Activity -> Copy out, from the entries below, each line holding the string "black".

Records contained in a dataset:
○ ○ ○ ○ ○ ○ ○
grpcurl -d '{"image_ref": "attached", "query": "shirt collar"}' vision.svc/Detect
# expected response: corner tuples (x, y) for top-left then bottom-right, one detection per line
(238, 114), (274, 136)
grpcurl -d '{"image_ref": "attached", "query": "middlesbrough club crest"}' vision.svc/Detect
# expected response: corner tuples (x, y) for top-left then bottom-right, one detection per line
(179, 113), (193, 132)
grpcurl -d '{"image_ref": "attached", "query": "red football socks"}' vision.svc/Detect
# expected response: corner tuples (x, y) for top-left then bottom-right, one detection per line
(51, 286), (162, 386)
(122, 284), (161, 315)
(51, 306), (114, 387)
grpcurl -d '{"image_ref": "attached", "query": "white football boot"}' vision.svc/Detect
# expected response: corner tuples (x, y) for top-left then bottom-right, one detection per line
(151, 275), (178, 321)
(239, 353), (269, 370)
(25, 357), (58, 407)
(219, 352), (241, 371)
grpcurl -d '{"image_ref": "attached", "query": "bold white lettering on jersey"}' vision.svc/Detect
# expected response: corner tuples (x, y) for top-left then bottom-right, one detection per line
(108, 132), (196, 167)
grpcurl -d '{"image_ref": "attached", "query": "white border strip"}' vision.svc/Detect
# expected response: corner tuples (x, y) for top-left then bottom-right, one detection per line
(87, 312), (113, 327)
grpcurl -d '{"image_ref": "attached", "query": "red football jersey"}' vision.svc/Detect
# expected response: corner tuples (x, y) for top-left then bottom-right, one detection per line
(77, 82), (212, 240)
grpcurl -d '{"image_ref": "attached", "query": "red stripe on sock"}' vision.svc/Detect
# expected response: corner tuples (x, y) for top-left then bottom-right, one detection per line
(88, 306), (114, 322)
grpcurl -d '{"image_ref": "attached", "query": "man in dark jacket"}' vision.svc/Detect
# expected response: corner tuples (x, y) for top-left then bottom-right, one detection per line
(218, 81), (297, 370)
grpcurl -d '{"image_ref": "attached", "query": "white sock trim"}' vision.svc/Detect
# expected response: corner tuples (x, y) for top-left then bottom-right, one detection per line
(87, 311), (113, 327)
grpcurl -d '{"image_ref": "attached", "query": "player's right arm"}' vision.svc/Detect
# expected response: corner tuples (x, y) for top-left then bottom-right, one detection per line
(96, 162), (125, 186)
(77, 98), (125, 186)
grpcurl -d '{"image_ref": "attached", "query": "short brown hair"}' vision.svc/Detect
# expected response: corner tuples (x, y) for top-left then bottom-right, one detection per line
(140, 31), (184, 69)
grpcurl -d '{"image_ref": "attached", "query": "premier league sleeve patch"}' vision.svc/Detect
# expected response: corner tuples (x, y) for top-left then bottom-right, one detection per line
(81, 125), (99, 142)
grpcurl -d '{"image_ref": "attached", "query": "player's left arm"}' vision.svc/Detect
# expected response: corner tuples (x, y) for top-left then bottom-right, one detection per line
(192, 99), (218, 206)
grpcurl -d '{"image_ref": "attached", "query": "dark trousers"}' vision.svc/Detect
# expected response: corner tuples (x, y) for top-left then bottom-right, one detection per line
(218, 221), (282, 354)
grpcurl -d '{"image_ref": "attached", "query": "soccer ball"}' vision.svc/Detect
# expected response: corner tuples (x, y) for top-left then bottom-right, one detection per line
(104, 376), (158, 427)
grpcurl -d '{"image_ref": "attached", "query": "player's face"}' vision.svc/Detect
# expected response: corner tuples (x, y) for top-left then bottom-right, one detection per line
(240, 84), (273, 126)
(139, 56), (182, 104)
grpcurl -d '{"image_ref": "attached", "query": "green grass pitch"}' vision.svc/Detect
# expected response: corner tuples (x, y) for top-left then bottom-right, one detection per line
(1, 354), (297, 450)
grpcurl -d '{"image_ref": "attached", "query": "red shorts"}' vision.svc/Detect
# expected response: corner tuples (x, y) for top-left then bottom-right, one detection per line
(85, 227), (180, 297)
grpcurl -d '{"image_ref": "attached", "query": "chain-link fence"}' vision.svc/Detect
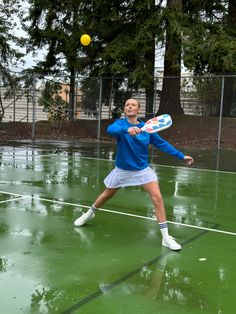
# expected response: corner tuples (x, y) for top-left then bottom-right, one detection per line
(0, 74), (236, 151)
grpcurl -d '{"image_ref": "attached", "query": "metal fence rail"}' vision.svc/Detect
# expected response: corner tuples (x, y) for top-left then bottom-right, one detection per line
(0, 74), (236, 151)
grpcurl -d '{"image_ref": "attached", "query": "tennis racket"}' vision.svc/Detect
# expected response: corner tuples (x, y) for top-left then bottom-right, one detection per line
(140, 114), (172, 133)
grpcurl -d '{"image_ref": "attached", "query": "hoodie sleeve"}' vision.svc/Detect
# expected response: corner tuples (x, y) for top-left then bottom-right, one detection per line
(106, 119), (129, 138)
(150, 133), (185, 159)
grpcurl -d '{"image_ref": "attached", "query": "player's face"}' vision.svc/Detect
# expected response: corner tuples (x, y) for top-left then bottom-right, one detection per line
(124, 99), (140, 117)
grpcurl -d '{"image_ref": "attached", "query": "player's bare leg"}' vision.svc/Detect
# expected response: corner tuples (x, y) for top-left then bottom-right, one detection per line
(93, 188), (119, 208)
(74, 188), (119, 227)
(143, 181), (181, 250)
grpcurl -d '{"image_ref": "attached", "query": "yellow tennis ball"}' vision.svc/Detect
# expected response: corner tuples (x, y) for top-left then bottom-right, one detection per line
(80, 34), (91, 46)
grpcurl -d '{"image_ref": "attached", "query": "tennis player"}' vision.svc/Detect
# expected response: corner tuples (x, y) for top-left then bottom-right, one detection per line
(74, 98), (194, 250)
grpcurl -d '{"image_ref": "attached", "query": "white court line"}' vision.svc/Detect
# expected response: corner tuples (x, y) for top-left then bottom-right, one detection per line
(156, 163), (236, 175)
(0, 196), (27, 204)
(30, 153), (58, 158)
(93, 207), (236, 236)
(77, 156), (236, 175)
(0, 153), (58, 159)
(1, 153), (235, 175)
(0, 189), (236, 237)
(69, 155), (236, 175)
○ ○ ○ ○ ○ ○ ○
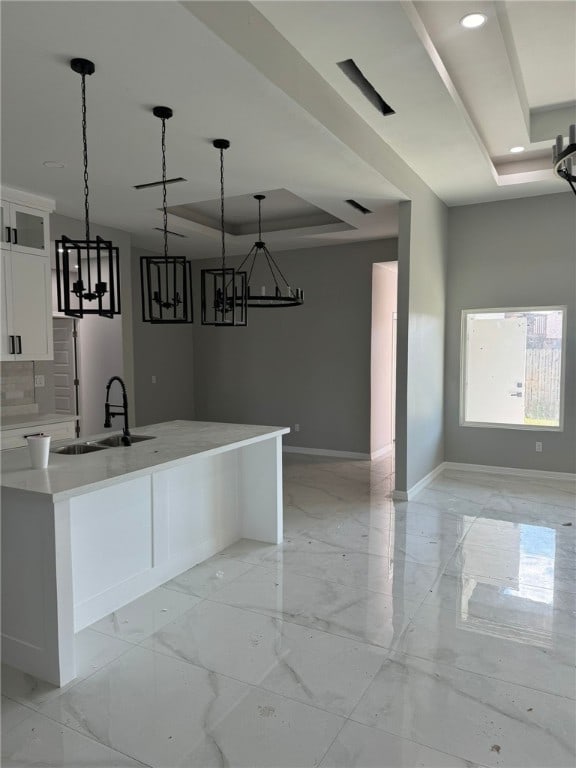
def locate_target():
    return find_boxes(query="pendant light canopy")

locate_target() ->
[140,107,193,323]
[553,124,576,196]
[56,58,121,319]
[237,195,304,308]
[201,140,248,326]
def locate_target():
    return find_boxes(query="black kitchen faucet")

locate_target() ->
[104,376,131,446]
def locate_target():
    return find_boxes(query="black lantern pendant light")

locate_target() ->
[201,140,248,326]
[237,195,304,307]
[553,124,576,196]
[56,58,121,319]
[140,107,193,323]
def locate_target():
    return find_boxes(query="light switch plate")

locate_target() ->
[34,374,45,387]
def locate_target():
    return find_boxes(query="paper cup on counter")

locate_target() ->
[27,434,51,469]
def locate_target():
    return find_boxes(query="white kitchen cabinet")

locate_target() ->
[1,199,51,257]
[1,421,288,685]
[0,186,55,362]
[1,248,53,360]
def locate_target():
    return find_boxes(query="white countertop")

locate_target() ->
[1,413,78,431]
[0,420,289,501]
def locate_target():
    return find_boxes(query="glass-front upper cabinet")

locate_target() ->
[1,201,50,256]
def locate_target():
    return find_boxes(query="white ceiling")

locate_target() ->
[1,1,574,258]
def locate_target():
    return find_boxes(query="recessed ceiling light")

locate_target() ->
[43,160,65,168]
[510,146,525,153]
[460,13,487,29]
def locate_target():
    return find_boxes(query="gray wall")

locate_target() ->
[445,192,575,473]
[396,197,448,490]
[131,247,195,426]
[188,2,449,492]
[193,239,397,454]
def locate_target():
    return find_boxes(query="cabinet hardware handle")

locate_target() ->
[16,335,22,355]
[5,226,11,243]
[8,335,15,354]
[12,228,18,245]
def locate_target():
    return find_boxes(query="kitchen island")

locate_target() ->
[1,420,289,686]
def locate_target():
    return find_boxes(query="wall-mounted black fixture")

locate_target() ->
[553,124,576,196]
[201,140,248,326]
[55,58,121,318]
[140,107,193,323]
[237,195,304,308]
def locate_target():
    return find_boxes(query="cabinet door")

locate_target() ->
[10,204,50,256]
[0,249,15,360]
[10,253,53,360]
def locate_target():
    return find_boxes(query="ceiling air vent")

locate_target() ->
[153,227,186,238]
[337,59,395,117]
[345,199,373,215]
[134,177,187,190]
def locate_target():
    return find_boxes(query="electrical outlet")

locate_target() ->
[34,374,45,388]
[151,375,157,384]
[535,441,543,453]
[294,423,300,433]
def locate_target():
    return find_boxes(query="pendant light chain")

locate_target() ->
○ ○ ○ ○ ○ ○ ○
Answer space ->
    return find_boxes(query="black kitchen faucet")
    return find_boxes(query="black lantern pendant light")
    return find_boxes(query="wall-mounted black fixture")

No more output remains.